Problem description:
Update the data from its first line through the line containing "point(528, 299)", replacing "petunia plant" with "flowering plant" and leaving everything else unchanged. Leave the pictures out of your answer.

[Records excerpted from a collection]

-*-*-

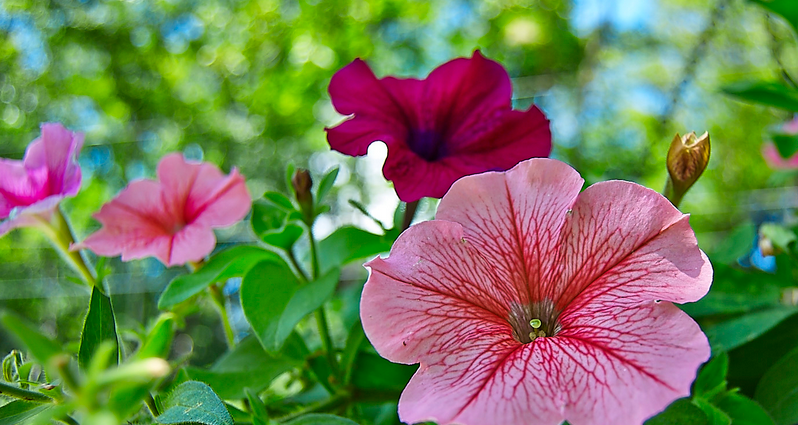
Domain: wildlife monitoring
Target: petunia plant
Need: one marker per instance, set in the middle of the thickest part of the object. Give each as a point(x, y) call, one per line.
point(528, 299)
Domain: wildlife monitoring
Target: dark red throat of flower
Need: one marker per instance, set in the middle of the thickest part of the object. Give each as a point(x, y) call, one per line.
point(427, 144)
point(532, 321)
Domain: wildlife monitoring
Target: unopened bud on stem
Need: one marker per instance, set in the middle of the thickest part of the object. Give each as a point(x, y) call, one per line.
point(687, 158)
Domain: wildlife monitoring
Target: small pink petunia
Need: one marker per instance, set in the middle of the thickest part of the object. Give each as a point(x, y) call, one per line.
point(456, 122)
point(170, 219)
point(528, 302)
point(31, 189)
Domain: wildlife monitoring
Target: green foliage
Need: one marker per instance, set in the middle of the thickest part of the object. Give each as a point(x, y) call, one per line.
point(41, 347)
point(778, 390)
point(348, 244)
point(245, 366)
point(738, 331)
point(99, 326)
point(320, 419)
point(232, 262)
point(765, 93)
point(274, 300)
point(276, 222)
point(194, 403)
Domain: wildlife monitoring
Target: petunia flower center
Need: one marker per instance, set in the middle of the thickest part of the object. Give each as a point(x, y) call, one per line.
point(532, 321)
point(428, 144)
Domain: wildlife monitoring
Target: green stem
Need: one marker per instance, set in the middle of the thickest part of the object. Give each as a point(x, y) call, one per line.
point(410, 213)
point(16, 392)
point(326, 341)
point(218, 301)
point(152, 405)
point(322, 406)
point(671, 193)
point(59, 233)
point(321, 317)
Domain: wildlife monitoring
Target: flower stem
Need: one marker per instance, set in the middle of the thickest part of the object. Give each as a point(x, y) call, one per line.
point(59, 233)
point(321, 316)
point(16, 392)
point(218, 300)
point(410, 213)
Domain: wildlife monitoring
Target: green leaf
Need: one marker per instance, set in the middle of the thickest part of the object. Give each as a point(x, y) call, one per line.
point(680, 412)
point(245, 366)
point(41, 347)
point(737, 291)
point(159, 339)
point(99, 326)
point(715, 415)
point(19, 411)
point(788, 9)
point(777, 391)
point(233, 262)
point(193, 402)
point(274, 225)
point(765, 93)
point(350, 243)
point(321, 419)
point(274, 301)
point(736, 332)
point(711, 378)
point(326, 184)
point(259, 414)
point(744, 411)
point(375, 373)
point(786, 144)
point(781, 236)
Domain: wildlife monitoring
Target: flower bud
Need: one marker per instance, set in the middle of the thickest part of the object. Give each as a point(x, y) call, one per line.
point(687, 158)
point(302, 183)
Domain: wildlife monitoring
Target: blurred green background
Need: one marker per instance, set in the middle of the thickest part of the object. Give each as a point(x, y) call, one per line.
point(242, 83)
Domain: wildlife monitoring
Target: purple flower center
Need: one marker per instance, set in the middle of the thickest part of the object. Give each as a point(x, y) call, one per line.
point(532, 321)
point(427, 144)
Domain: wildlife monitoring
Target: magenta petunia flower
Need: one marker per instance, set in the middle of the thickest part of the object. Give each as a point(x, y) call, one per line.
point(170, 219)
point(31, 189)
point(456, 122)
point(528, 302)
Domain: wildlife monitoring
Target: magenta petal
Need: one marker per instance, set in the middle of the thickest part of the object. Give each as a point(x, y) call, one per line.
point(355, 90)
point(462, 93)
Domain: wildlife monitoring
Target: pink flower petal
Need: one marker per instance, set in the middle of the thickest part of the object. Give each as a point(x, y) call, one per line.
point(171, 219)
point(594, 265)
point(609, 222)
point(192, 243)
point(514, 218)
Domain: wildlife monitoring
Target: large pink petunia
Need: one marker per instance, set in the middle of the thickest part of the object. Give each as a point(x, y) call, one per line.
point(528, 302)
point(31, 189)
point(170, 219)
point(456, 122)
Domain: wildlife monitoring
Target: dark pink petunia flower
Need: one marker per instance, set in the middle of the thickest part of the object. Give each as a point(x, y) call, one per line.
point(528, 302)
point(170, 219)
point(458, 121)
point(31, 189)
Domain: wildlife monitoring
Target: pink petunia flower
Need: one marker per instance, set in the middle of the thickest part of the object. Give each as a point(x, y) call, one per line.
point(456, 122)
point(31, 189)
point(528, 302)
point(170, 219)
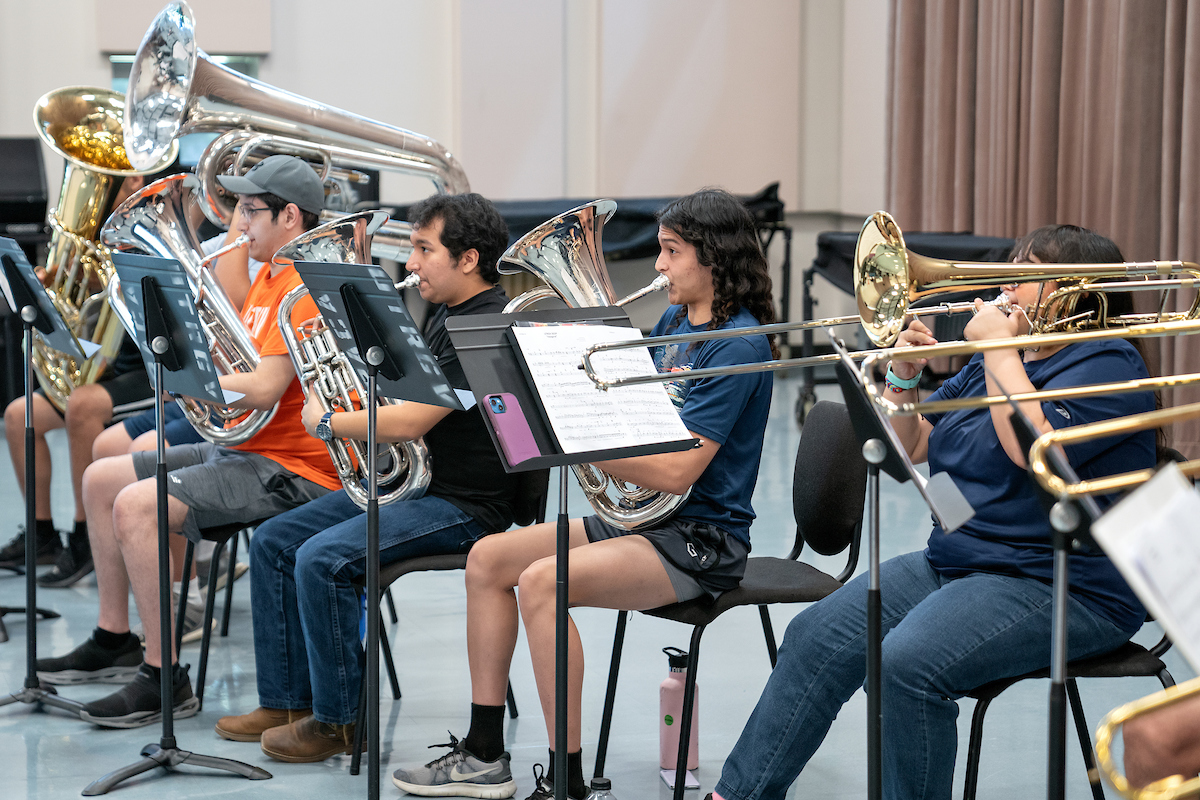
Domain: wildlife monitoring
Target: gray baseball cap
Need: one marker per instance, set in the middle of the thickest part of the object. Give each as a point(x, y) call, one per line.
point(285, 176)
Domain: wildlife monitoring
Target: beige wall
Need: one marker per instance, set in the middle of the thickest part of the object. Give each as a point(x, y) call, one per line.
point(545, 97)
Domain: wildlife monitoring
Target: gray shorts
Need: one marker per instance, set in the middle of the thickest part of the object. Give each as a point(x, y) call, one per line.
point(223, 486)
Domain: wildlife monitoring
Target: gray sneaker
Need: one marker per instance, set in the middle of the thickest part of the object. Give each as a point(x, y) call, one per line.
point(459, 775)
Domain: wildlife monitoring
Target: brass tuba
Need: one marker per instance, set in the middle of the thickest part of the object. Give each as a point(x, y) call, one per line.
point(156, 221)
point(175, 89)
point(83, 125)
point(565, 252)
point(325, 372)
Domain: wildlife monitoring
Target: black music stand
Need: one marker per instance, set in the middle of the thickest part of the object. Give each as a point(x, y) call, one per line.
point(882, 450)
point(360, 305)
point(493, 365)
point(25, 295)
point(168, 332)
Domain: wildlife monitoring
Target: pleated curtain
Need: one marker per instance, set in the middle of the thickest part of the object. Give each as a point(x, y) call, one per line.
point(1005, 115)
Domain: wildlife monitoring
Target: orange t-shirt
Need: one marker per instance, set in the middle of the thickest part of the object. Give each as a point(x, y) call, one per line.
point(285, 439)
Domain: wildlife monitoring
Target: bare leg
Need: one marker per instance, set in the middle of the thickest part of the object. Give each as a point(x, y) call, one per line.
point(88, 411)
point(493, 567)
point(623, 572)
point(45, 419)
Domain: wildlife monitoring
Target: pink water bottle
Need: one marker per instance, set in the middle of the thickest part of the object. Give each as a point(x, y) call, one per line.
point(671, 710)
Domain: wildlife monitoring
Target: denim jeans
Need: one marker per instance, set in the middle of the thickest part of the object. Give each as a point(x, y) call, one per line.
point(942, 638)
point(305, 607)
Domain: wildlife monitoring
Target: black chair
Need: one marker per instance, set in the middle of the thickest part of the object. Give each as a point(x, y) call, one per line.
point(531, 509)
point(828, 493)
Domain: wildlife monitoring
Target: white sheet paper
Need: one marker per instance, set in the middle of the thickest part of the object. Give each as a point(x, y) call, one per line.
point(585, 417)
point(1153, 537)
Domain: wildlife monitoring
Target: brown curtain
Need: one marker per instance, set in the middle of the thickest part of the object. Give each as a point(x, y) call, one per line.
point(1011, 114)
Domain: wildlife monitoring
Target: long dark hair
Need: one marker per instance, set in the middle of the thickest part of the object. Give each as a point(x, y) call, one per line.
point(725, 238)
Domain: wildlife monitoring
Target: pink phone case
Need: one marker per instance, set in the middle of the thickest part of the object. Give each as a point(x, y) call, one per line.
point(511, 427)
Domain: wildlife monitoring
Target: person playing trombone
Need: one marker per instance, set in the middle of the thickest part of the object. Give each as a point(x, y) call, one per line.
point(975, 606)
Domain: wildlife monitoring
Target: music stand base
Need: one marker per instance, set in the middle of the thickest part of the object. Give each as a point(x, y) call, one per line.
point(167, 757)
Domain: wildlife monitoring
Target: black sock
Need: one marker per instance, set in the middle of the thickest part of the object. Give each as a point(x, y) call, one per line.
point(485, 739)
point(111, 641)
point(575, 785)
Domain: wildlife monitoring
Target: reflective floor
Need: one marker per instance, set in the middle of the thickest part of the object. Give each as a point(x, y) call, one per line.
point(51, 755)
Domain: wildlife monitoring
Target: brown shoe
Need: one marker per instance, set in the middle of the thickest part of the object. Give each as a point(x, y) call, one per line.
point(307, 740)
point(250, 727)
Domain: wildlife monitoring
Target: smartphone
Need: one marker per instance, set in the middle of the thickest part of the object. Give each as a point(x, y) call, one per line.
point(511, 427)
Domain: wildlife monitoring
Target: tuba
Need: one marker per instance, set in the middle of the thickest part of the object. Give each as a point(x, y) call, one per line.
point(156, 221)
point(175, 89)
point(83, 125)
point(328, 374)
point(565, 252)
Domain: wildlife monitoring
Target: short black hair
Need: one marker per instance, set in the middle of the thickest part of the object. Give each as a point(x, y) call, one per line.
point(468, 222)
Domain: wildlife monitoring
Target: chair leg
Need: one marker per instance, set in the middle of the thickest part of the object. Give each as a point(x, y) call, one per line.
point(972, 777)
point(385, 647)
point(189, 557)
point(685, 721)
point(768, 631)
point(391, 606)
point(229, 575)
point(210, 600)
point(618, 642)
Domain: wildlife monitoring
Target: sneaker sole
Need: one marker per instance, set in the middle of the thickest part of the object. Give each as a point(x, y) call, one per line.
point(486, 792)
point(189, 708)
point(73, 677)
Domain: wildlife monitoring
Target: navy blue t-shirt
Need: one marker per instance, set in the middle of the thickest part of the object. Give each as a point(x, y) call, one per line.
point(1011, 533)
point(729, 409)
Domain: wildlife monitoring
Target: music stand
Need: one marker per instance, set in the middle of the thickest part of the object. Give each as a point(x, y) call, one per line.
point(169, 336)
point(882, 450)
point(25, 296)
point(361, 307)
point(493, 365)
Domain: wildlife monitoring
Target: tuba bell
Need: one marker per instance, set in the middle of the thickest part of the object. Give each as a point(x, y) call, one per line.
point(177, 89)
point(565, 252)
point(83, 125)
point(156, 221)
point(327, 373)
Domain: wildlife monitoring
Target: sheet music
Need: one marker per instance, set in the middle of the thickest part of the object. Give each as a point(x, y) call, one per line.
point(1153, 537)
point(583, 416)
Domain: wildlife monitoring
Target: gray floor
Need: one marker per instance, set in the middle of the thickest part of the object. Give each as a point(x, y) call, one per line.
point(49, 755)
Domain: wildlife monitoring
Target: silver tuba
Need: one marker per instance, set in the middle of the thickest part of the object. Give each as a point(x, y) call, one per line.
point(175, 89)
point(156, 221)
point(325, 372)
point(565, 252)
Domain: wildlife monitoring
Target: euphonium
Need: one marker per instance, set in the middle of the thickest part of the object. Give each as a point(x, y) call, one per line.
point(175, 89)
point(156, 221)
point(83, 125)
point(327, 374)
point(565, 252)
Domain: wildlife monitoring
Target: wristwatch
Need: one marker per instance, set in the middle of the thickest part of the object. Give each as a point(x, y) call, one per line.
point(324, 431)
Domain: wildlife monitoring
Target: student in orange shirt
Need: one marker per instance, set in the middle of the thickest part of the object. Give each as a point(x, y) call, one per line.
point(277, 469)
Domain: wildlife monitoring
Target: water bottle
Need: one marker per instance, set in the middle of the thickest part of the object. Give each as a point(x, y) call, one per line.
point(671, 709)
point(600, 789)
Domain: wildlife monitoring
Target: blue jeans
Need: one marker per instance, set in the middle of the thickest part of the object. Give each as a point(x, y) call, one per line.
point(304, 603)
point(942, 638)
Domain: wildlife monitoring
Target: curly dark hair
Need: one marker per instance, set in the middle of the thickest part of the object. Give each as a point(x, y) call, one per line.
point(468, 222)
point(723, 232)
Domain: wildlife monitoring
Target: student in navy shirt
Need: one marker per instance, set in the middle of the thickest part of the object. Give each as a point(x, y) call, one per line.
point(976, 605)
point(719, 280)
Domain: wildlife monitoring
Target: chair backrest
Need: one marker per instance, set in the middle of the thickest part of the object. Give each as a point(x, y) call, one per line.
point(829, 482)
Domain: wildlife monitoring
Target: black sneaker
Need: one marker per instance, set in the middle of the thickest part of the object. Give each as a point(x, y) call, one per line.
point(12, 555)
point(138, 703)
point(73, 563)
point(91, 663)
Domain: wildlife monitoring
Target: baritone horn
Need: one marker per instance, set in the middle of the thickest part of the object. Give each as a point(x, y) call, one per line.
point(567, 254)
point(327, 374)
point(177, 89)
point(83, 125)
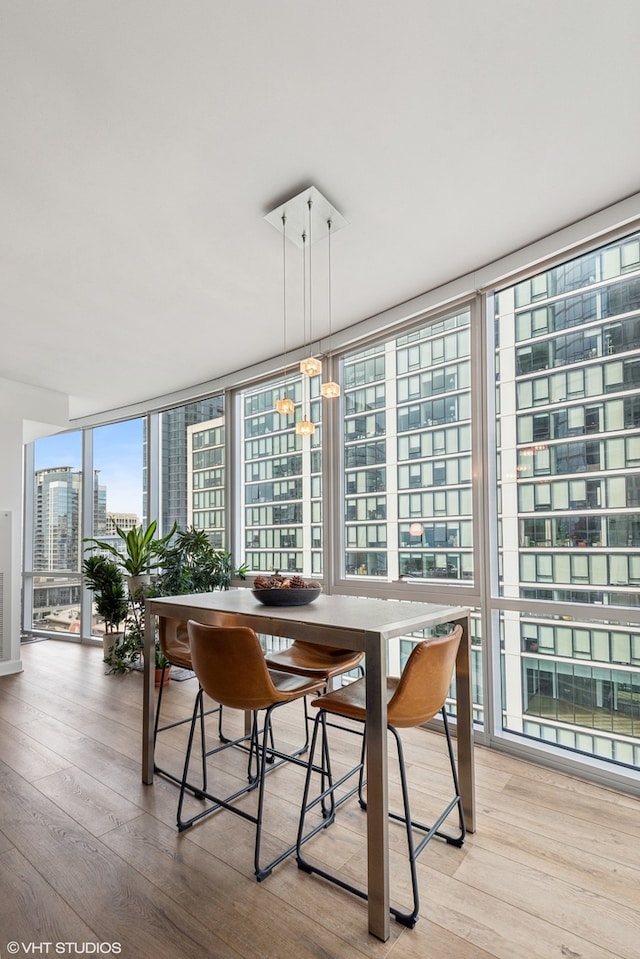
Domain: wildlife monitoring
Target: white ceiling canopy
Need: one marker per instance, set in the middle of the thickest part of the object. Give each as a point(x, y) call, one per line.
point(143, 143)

-*-*-

Solved exercise:
Domain: wildlife monitoring
Target: flowering plant
Need: one marker per instance, set in the middle of the thickest part of the object. Give each as a point(x, y) call, one per line.
point(528, 299)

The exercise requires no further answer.